▸ **TASK TO CARRY OUT**: Quote the passage on the judicial appointments deadlock verbatim and in full.

▸ **SUPPLIED PASSAGE**:
Lawyers are, however, divided on who to blame for the deadlock that has arisen over the Memorandum of Procedure (MoP) – which lays out the exact procedures to be adopted in the appointment of a judge – but agree that appointments can’t be held up as arrears pile up.
While former Delhi High Court judge Justice Rupinder Singh Sodhi says the standoff is because of an “ego problem” on both sides, activist-lawyer Prashant Bhushan feels that “it is clear that the government is trying to stall the appointments because they want veto in the MoP on the appointment of judges.”
Be it ego or the government’s urge to have a decisive say in the appointment of judges – which it first tried to achieve through the National Judicial Appointments Commission (NJAC) – the unsuspecting sufferer is the poor litigant whose right to speedy justice under Article 21 of the Constitution is being denied.
The gravity of the problem faced by litigants can be gauged from the fact that even if all sanctioned positions at the subordinate courts, the 24 high courts and the Supreme Court are filled, there would still be just 18 judges per million people (going by the 2011 Census).

▸ **Records from a data collection**:
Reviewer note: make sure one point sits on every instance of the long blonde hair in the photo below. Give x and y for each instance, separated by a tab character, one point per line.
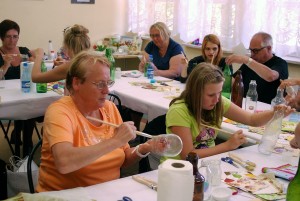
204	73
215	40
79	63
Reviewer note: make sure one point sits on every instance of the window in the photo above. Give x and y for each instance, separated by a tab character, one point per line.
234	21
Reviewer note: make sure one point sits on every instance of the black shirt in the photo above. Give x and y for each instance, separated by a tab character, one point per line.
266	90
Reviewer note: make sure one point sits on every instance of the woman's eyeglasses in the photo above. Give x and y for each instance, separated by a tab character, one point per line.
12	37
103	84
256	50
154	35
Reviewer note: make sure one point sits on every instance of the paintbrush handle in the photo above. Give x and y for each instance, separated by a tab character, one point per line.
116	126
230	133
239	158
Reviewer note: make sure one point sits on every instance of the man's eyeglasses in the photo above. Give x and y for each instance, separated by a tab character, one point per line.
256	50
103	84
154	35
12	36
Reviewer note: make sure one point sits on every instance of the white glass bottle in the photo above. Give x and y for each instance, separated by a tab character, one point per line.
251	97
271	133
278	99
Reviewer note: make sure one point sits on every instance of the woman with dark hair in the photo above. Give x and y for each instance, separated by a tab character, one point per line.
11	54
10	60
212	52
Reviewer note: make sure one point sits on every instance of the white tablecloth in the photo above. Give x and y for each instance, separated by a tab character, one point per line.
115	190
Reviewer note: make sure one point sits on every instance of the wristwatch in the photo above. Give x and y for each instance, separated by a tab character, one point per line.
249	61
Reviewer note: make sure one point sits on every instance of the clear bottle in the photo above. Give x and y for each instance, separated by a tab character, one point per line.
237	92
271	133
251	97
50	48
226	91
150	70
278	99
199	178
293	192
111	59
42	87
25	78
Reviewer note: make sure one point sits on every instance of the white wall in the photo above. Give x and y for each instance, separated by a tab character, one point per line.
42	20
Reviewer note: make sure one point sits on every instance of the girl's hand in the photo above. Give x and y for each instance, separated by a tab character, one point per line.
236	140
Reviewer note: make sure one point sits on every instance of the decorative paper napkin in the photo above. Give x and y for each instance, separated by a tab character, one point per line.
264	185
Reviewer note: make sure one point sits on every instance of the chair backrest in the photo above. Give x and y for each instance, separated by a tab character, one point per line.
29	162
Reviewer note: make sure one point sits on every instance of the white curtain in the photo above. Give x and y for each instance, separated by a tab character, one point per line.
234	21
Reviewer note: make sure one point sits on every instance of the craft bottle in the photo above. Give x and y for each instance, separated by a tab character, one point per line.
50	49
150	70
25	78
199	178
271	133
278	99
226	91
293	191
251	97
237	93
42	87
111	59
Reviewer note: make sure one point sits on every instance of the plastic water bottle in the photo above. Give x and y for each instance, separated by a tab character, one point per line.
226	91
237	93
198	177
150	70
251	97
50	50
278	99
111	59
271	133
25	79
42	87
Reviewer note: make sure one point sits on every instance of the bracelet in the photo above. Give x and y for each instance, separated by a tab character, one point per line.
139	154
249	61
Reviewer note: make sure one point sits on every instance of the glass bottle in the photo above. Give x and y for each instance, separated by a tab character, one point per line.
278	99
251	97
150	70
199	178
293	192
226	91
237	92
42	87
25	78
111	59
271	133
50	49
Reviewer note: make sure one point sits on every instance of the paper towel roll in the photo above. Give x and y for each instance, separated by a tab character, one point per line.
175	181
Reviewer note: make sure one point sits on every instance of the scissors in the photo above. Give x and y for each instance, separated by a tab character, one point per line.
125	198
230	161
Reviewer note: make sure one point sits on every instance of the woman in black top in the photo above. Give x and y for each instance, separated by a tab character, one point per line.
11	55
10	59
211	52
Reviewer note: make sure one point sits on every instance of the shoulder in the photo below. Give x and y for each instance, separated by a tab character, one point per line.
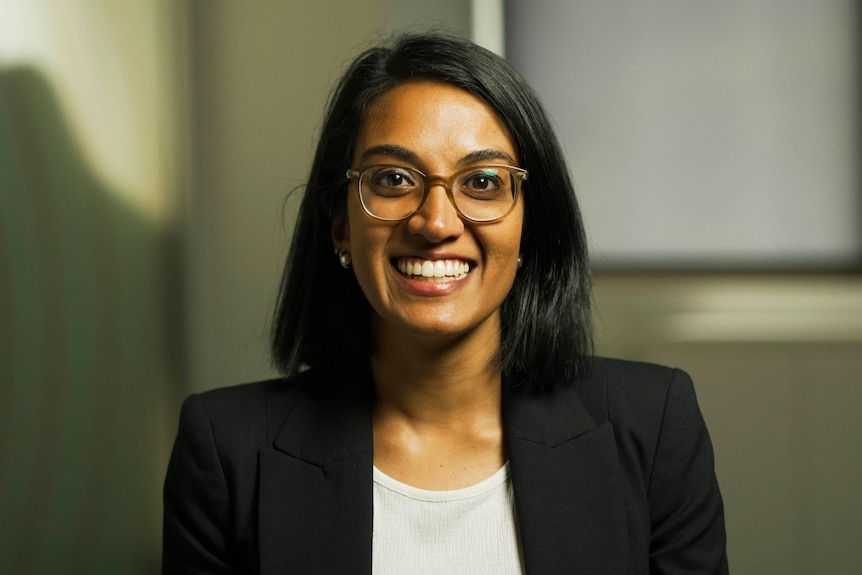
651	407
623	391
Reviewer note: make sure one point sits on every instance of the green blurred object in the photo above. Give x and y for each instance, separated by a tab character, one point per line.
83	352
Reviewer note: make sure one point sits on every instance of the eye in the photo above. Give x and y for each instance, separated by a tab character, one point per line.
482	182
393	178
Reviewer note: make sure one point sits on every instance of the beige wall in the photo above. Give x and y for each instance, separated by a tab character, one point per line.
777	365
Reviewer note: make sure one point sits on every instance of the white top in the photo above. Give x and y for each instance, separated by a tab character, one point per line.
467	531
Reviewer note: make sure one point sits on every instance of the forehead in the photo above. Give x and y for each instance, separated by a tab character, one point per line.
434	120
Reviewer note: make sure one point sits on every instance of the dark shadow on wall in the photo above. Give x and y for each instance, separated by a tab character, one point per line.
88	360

* * *

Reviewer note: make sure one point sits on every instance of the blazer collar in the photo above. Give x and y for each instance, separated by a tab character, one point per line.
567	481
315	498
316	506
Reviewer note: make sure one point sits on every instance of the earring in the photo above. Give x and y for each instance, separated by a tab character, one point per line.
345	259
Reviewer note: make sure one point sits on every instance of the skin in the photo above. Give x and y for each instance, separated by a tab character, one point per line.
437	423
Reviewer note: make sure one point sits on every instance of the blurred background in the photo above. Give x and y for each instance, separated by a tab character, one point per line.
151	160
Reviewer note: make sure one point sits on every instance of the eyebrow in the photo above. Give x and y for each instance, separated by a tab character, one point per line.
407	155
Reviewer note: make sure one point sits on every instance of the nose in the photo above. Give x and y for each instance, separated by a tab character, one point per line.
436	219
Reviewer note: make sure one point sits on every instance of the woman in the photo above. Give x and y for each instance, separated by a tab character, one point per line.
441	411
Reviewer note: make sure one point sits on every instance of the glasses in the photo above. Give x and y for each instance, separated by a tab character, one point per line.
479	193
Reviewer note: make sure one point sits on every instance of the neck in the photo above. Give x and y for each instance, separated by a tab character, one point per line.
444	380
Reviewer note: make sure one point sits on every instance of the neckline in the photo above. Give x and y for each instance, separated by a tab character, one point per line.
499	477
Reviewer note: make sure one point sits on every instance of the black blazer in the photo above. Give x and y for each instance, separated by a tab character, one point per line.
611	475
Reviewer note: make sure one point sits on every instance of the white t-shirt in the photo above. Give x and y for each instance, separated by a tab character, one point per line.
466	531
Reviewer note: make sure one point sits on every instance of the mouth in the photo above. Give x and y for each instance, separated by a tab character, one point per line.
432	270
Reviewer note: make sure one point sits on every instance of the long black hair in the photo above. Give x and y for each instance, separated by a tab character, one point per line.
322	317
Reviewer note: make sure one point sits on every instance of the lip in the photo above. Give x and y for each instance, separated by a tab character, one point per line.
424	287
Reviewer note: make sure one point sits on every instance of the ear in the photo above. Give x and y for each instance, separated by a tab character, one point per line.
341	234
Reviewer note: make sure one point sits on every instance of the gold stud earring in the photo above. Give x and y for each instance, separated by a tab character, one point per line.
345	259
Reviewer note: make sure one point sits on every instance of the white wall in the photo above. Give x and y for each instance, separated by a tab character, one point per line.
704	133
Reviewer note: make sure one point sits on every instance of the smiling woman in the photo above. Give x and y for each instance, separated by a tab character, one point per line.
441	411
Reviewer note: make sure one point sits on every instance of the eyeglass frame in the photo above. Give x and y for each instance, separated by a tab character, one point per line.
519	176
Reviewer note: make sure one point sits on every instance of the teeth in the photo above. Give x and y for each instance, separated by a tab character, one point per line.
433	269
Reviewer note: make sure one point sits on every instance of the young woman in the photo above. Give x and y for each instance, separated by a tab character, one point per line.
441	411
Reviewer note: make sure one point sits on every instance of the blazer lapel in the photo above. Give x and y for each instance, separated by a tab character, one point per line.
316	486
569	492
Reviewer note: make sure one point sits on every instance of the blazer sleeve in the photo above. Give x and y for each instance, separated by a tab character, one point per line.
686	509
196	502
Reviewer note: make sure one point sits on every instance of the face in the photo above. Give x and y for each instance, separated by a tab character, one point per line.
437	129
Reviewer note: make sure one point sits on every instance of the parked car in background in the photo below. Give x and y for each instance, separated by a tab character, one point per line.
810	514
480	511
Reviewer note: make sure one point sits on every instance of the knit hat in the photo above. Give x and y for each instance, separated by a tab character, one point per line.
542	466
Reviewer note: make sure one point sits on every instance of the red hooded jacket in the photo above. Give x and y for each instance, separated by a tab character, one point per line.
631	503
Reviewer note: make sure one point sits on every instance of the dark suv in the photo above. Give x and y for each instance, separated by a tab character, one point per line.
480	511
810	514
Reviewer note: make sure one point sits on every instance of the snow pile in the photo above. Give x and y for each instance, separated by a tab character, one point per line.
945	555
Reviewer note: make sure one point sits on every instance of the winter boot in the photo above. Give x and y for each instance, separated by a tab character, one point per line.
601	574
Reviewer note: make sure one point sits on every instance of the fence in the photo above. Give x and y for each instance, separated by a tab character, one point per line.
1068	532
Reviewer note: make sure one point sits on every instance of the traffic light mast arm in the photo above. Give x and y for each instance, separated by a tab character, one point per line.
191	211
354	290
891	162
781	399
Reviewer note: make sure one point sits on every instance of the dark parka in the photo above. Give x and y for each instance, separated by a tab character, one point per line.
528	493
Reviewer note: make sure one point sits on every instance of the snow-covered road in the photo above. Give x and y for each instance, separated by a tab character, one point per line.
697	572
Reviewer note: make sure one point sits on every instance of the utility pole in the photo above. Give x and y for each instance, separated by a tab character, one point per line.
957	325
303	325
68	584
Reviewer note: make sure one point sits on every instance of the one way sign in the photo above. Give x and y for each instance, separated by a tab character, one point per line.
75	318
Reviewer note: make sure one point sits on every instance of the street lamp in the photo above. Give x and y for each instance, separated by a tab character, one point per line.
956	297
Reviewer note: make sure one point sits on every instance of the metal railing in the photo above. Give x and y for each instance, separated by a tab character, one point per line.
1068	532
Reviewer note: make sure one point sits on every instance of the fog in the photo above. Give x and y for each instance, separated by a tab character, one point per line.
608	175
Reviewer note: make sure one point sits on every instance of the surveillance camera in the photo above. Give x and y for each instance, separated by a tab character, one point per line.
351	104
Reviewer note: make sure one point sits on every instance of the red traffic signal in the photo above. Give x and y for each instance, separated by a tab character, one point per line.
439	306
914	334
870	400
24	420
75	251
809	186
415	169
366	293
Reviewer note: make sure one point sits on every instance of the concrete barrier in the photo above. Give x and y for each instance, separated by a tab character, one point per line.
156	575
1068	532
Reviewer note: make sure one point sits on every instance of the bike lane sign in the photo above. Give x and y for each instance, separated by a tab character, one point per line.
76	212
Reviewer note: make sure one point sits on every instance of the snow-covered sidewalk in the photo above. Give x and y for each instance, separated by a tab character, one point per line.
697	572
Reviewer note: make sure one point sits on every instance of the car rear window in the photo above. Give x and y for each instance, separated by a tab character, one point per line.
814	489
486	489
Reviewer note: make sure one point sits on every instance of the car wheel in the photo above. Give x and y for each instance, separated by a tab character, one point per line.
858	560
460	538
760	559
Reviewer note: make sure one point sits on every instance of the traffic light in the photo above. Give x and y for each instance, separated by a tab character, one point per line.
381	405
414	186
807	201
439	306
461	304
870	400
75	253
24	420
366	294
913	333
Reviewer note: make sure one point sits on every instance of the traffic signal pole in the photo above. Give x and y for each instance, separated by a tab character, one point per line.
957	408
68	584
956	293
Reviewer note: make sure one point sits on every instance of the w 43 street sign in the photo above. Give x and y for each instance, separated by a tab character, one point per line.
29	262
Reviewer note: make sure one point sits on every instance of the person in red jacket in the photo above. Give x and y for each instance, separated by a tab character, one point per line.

▸ **WRITTEN ANSWER**:
Lawyers are, however, divided on who to blame for the deadlock that has arisen over the Memorandum of Procedure (MoP) – which lays out the exact procedures to be adopted in the appointment of a judge – but agree that appointments can’t be held up as arrears pile up.
While former Delhi High Court judge Justice Rupinder Singh Sodhi says the standoff is because of an “ego problem” on both sides, activist-lawyer Prashant Bhushan feels that “it is clear that the government is trying to stall the appointments because they want veto in the MoP on the appointment of judges.”
Be it ego or the government’s urge to have a decisive say in the appointment of judges – which it first tried to achieve through the National Judicial Appointments Commission (NJAC) – the unsuspecting sufferer is the poor litigant whose right to speedy justice under Article 21 of the Constitution is being denied.
The gravity of the problem faced by litigants can be gauged from the fact that even if all sanctioned positions at the subordinate courts, the 24 high courts and the Supreme Court are filled, there would still be just 18 judges per million people (going by the 2011 Census).